__Job__.
Return the lines in the entries below word for word, but leave out the pictures.

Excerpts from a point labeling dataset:
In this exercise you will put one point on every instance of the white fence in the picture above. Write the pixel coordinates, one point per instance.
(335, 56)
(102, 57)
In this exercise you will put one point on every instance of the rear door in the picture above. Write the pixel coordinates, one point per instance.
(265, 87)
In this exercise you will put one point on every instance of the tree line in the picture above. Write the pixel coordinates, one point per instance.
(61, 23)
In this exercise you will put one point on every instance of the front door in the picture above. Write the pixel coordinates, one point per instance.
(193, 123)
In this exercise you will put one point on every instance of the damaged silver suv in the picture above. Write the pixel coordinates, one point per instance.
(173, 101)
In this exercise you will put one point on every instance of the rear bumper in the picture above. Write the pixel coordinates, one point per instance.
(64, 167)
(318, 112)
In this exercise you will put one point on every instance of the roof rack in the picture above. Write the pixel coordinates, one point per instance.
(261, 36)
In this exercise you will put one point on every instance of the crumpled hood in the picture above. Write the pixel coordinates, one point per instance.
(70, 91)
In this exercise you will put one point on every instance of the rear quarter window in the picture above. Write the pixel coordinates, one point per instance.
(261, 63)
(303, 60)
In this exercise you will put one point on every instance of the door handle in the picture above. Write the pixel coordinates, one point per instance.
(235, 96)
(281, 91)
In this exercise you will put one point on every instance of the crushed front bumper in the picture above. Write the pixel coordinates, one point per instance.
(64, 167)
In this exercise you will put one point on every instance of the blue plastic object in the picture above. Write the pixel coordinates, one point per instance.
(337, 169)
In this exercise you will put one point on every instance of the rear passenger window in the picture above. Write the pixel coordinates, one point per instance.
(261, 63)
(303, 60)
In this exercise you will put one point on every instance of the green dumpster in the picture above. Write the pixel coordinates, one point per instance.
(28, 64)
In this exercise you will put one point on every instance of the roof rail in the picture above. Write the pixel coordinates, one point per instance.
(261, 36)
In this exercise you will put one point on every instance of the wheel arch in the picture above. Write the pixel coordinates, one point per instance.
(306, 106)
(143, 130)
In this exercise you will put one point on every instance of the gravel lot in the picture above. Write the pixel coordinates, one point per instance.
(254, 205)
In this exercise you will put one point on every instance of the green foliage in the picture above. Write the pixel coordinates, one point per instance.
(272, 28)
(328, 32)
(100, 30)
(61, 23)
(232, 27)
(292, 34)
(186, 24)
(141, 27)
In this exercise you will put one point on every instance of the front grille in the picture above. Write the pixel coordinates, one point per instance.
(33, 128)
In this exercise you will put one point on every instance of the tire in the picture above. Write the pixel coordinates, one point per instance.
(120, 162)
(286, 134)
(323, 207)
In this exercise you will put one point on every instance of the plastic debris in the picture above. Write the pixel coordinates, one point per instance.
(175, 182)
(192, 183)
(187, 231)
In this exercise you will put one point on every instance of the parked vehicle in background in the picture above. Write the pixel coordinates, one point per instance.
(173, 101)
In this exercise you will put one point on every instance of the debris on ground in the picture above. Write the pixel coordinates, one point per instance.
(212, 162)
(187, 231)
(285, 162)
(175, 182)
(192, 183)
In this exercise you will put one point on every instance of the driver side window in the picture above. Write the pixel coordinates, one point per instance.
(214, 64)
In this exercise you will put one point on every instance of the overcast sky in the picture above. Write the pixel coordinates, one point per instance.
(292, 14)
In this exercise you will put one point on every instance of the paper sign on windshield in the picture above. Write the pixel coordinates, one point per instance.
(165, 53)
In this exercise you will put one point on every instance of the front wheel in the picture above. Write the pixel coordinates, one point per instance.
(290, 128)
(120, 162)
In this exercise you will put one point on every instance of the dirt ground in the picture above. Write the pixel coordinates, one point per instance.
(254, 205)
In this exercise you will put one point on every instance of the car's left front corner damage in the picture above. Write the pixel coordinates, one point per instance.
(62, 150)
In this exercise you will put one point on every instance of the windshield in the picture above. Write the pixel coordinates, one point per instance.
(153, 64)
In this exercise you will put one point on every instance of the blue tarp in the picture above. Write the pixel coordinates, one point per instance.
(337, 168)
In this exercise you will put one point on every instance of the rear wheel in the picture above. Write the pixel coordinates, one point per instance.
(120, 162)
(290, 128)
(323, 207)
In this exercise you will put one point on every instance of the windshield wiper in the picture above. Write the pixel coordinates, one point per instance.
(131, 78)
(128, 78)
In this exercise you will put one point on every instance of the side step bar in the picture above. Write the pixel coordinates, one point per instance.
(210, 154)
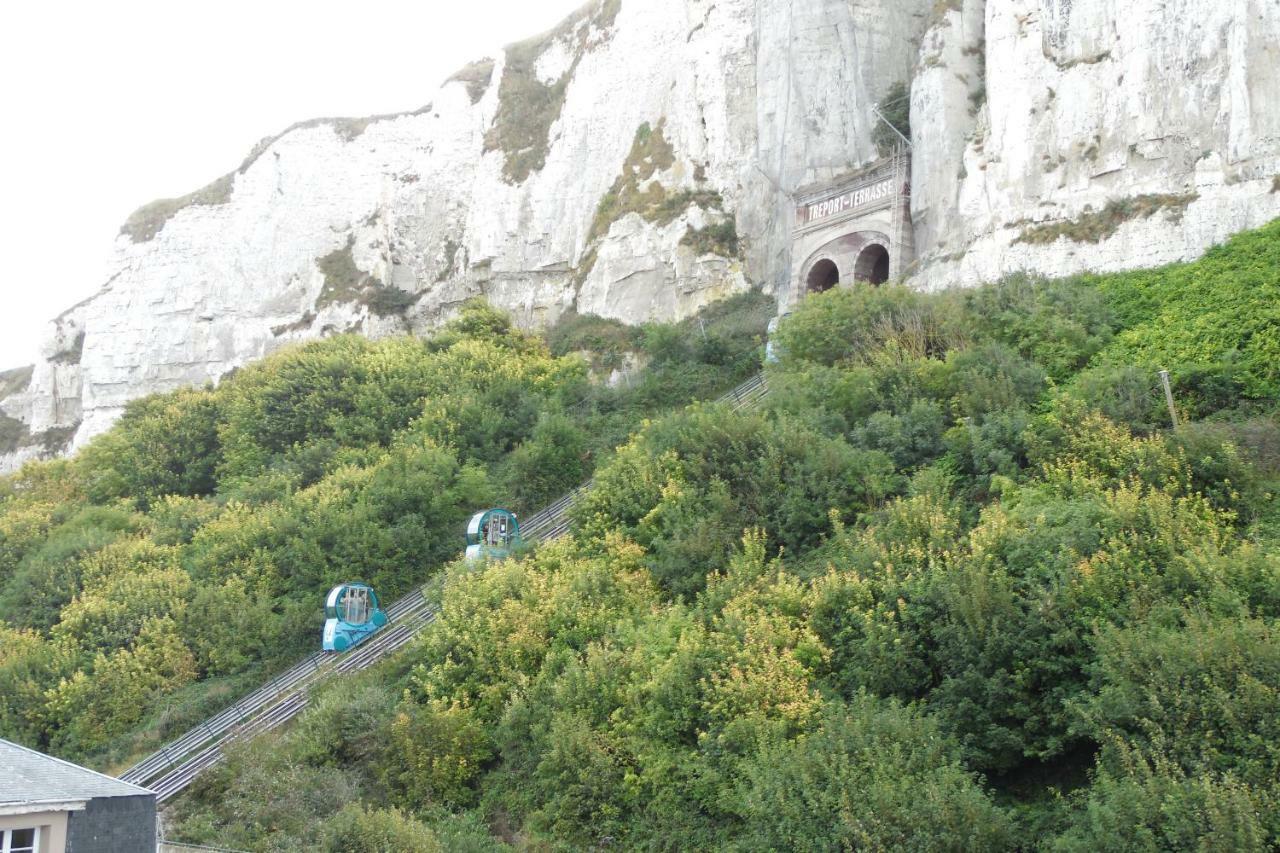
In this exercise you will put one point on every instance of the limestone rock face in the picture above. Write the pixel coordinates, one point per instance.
(640, 159)
(1142, 131)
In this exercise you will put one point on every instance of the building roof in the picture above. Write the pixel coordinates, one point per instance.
(31, 776)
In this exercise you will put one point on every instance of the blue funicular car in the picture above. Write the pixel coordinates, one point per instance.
(351, 616)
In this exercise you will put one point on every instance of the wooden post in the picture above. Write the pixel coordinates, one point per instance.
(1169, 397)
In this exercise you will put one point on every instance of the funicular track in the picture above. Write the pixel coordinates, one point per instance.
(176, 765)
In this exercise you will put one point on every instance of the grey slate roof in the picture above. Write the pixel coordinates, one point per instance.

__Exercise response__.
In this exercise you will put one point on every instance of the white fence in the picture above. Write the pixel coordinates, one point per instance.
(335, 56)
(102, 57)
In this exercise you will put one point on every instance of the rear door in the picture above. Write the pixel coordinates, one point per instance.
(265, 87)
In this exercise you will put one point on every instance of the tree line in the picture above. Write the pixel coordinates, one point per instance.
(61, 23)
In this exercise you will put one point on every instance of the front door in the picture above. Write the pixel coordinates, one point per instance.
(193, 123)
In this exercise you will put one point on every instance of the damaged silver suv in the picture above. Write the pixel coordinates, one point per instance.
(173, 101)
In this exercise you will put one point on every instance of the rear bumper in the picture above. Write the pixel coordinates, one point per instance.
(64, 167)
(318, 112)
In this exercise you will put one point on every instance of the roof rack in the picture above. Write the pixel coordinates, one point per instance.
(261, 36)
In this exercise you will put one point on every instance of the crumpled hood in the picture above. Write the pixel coordinates, one point per instance.
(70, 91)
In this exercise you will put one point on every instance of the rear quarter window in the picture above. Write the pixel coordinates, one point per instance.
(261, 63)
(303, 60)
In this exercise you will put one point on every instance of the door handle in the picture above. Write the pixel coordinates, one point per instance.
(235, 96)
(281, 91)
In this exercise you will put one point on every instance of the crushed front bumper in the picture above. Write the pixel coordinates, one point per instance.
(64, 167)
In this exercise you will put one point on every instance of the blue plastic object in the picture above. Write the pixel coordinates, one point per instance.
(337, 169)
In this exercise you will put one point on every instance of the rear passenger window in the picture above. Write the pixel coordinates, one point per instance.
(261, 63)
(303, 60)
In this exercise you will put one point on every instance of the green dumpster in the picture above. Write the pixel coordinates, one point per instance.
(28, 64)
In this exercise you will put one point on every instance of the roof rail in the picture above. Write the pixel coordinates, one point per instance.
(261, 36)
In this exercise you will put one point on every instance of the wheel arch in the picture above. Write the pixel coordinates, one point per instance.
(306, 106)
(143, 130)
In this exercise you will put one point on every instance of the gravel lot in the picture above. Write the pixel coordinates, one point per instance.
(254, 205)
In this exercise you will put one point on every instance of the green foliage in the picture above. Write the pixel coordinates, one point per instance.
(272, 28)
(328, 32)
(100, 30)
(61, 23)
(232, 27)
(292, 34)
(186, 24)
(141, 27)
In this exercise you will put one point on every instance of the front grille in the picture above. Write the pixel coordinates, one point per instance.
(33, 128)
In this exercise you will put one point on every instance of the tire in the picture above. Write the pixel coordinates, one point per instance.
(120, 162)
(286, 134)
(323, 207)
In this exercise you will put one point on every instance of the plastic debris in the picture above. Write the pixel coordinates, one point per instance.
(175, 182)
(192, 183)
(187, 231)
In this exercise you will put one point on every instance of the parked vehicle in background in the picture above. Write the pixel coordinates, one point per instance.
(173, 101)
In this exercise you will put one point on every instance of the debris on ground in the picture above. Write the pixel coordinates, one point per instance.
(212, 162)
(187, 231)
(285, 162)
(175, 182)
(192, 183)
In this exercise you will put one point on every instance of the driver side window in the picture above. Write the pixel coordinates, one point per instance.
(214, 64)
In this exercise you will put one point on every instance of the overcast sky in the picture above. Write the pixel coordinates, one point per instance.
(292, 14)
In this exercise you will put one point on every instance of the paper sign on windshield in the picture above. Write the pixel coordinates, one point per instance.
(165, 53)
In this exercise you will put one point on every instance of the front wheel in the picture above. Write the pixel coordinates, one point per instance.
(290, 128)
(120, 162)
In this exercise you will put one point on every instance of the dirt ground in the picture above. Write the pixel coordinates, one point per instance.
(254, 205)
In this exercise you will put one point on every instance of the car's left front corner damage in the picture above. Write the pixel coordinates, one point per instance.
(62, 150)
In this exercise you will put one point on every instance of the windshield in the picture above. Write the pixel coordinates, one point per instance.
(153, 64)
In this exercise you will put one point on every instance of the blue tarp in the picture above. Write the pixel coordinates, one point per instance.
(337, 168)
In this exercise you will put one point on every instance of the rear wheel in the picture above. Write the pixel coordinates, one point per instance.
(120, 162)
(290, 128)
(323, 207)
In this exercise you will put one point on every instance of the windshield wiper in the picture above. Write the pixel coordinates, one point per instance.
(131, 78)
(128, 78)
In this exercise you will put one point on every instance of the side step bar in the picture above. Write the pixel coordinates, one point per instance.
(210, 154)
In this exercise you will put one point on every instance of the limestone rock face in the picture above. Write the pixel coordinates, one point per instance.
(640, 159)
(1142, 131)
In this exercise you will put one point on every instance of the building roof in the picture above. Write the pixel coordinates, one point per instance.
(31, 776)
In this exercise you will put one point on every instance of the blue funicular car in the picture above. Write the pixel coordinates, one point per instance.
(351, 616)
In this exercise you will put one point on every instance of the wooden post in the picture above. Write the pixel coordinates, one point per instance.
(1169, 397)
In this exercise you will put one point on every instance of the funicular track in the picture above. Write the pixel coordinates, one point per instance.
(176, 765)
In this exercise you will put one point on every instance of the grey slate roof in the picture above. Write the pixel coordinates, one point per instance.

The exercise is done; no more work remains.